• Required work: Count the lines in the rows below that contain the word "residential", with case counting, and give only the number.
________________________________________
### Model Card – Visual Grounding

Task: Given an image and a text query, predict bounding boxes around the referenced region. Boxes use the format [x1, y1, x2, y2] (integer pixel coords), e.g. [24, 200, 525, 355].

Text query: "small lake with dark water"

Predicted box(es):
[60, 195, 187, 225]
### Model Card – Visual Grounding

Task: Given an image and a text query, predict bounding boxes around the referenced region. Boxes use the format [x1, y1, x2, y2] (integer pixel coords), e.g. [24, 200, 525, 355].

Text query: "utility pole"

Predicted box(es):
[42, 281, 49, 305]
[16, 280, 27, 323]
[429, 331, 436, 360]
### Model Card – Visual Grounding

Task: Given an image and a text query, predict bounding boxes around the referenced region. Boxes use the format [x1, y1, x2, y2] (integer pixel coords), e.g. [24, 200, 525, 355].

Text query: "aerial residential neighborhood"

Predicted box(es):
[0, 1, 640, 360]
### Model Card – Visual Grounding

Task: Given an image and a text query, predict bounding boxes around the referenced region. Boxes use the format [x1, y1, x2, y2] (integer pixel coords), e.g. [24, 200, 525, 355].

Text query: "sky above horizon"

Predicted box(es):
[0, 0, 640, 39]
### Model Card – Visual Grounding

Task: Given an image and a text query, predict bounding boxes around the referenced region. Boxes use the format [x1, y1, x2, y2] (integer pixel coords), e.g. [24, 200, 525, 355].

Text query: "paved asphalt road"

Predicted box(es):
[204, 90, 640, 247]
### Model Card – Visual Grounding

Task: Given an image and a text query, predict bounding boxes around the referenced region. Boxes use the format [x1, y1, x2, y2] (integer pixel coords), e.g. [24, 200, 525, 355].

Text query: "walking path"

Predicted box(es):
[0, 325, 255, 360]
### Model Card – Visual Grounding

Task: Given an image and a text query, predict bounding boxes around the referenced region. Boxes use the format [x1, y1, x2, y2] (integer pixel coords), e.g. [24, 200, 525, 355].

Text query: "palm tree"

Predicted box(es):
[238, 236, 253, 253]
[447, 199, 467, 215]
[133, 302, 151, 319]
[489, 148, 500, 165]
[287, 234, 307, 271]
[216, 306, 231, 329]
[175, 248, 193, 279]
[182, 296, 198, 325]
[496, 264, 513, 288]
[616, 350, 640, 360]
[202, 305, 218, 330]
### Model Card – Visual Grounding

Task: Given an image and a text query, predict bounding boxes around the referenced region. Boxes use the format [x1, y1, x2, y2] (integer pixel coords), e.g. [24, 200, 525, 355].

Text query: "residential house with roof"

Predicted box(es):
________________________________________
• Answer for this exercise: 2